*Task details*. Write the data out again, character for character, with no images.

*Given information*.
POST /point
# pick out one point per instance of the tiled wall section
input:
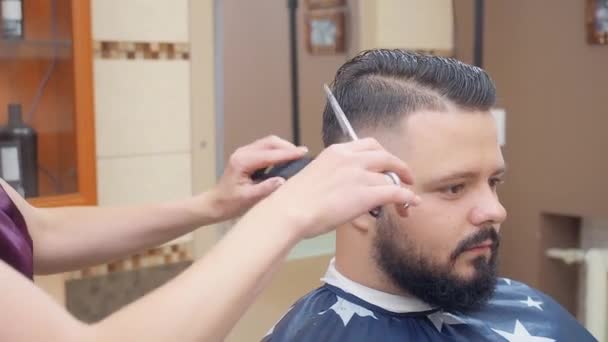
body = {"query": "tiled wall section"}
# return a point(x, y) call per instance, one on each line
point(142, 111)
point(141, 50)
point(94, 298)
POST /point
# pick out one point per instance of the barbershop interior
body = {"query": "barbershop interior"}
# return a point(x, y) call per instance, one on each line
point(123, 103)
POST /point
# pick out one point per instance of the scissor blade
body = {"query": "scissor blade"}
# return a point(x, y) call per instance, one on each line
point(347, 129)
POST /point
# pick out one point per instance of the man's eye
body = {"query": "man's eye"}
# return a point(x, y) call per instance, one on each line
point(495, 182)
point(453, 189)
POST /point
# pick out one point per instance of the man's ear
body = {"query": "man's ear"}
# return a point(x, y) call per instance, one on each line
point(402, 211)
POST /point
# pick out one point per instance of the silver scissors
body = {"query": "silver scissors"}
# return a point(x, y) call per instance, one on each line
point(348, 130)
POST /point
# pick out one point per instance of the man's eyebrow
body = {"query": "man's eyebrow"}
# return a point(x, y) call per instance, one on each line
point(464, 175)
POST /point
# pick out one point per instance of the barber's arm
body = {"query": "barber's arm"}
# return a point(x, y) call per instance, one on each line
point(206, 300)
point(70, 238)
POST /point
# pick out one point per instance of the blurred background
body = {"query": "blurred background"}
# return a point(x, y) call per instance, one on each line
point(110, 102)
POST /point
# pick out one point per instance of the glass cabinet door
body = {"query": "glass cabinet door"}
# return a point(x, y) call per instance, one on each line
point(46, 109)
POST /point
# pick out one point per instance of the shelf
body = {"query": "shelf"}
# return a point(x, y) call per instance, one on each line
point(11, 49)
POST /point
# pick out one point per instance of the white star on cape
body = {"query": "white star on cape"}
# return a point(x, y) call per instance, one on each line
point(522, 335)
point(439, 318)
point(346, 310)
point(274, 326)
point(532, 303)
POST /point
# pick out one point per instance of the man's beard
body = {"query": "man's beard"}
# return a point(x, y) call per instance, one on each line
point(436, 284)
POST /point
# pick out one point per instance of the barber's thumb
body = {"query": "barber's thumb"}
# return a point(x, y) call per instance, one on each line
point(266, 187)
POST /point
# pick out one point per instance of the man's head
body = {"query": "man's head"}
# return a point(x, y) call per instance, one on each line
point(433, 113)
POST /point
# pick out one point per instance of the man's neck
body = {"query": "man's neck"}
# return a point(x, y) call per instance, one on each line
point(392, 302)
point(363, 270)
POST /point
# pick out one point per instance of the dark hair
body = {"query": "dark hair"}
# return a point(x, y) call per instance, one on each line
point(378, 87)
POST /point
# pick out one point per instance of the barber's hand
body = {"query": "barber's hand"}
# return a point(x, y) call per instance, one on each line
point(236, 192)
point(342, 183)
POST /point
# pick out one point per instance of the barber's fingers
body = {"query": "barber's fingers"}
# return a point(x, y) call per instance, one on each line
point(262, 189)
point(248, 161)
point(382, 161)
point(391, 194)
point(374, 180)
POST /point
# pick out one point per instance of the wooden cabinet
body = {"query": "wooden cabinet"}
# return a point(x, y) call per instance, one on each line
point(48, 71)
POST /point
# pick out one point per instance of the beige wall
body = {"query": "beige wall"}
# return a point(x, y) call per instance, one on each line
point(155, 138)
point(553, 86)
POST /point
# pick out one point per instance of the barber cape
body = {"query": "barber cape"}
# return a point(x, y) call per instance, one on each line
point(342, 310)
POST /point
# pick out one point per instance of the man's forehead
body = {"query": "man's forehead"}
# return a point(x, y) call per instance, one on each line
point(436, 143)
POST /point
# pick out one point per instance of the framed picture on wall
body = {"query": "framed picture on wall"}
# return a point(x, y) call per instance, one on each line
point(597, 21)
point(325, 31)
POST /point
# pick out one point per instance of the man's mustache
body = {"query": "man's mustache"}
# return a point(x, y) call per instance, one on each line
point(485, 234)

*Answer in full*.
POST /point
# pick out one point per instance of the tiled wall section
input:
body = {"query": "tiled wall section"}
# return a point(x, y) call per instance, one on each line
point(142, 111)
point(141, 50)
point(94, 298)
POST /point
# pick out one point per instance of the barbershop interior
body = {"query": "barbershop interior"}
# return a point(x, y) call per instance, one on each line
point(123, 103)
POST /point
# pick out one point per instance of the scissor blade
body = {"query": "scissor blade"}
# return a point(x, y) call per instance, one on each line
point(347, 129)
POST /point
# pick out one point per instance of the man's eye
body = {"query": "man's eye"}
# return a point(x, y) call per instance, one on each line
point(495, 182)
point(453, 189)
POST /point
# pick out one point per instance of the man's ear
body = {"query": "man's ear"}
# return a point(x, y) call per instance, one on each line
point(402, 211)
POST /point
# pick out one point per instance of the silver scissors
body = {"query": "silver scissors"}
# return a point(x, y) call per instance, one on each line
point(348, 130)
POST /point
# pick out one point per instance of the man's eyebrow
body = {"query": "man's eyebrow"}
# return a point(x, y) call per instance, one on each line
point(464, 175)
POST /point
# pick out one point per instance of the barber's arm
body = {"query": "barber's arm"}
# return a point(x, y) call per instance, one on each line
point(206, 300)
point(70, 238)
POST /point
# pick out one point per instance of the blurred background
body = {"query": "blurred background"}
# return a point(x, y) call per instance, one on each line
point(110, 102)
POST /point
# pick out one point per instance of the glass cabinet door
body = {"query": "glass cabinet door"}
# return a point(x, y) call per instance, one on each line
point(46, 109)
POST /point
# pick out one point per instance of the shelf
body = {"query": "shelf"}
# return a point(x, y) call per instance, one on each line
point(11, 49)
POST /point
# pick out one point per instance of the white star on cape
body = {"query": "white star on cape"}
# return a point(x, y) call per instance, one on each line
point(522, 335)
point(439, 318)
point(346, 310)
point(274, 326)
point(532, 303)
POST /point
# pick out one point per instance of the man's beard
body = {"query": "man's beard"}
# return a point(x, y) call per instance, one on each line
point(436, 284)
POST /point
# pick out one point per instance of the barber's thumb
body = {"query": "barber's thumb"}
# return a point(x, y) call per instance, one on each line
point(266, 187)
POST /point
# pick out one point per instance of the man's head
body = {"query": "man's head"}
# return a point(x, y) call per instance, one on each line
point(433, 113)
POST /point
# pick out one point per instance of the man's neck
body = {"query": "man's neck"}
# return a point(x, y) call per instance, one on each line
point(392, 302)
point(363, 270)
POST /point
# pick out one point per instance of the dark hair
body = {"query": "dark hair"}
# return a point(x, y) call per instance, one on each line
point(378, 87)
POST /point
# pick out one point per instance of the barber's hand
body = {"query": "barber's hand"}
# return a point(x, y) call per instance, one on each line
point(236, 192)
point(342, 183)
POST /point
# pick out one point per instance of the barber's fingers
body = {"query": "barber's fingers"}
# return a point(x, y) call per instance, one on each line
point(262, 189)
point(248, 161)
point(382, 161)
point(391, 194)
point(374, 180)
POST /point
# pick out one point per instance of the wooden cabinet
body = {"query": "wooden cabinet"}
# return a point(x, y) call per instance, one on each line
point(48, 71)
POST /point
# pick out one point per instance of the beige wall
body = {"query": "beige wall"}
# return a point(x, y) call per instance, one on each line
point(155, 138)
point(553, 86)
POST /point
# pick out one point per instance of the barber cape
body = {"query": "barber cape"}
# return a point(x, y) call per instance, one on each line
point(342, 310)
POST /point
# pick out one point per instance of the man's forehead
body = {"query": "man's forehead"}
# return a point(x, y) call per instance, one on each line
point(436, 143)
POST /point
# pick out one point per instance of the framed picture on wall
body = {"query": "framed picture on wall"}
# return a point(x, y) call per instance, one on each line
point(597, 21)
point(325, 31)
POST /point
# pick out one point per instance of the man's mustache
body = {"query": "man's mustache"}
# return a point(x, y) call per instance, one on each line
point(485, 234)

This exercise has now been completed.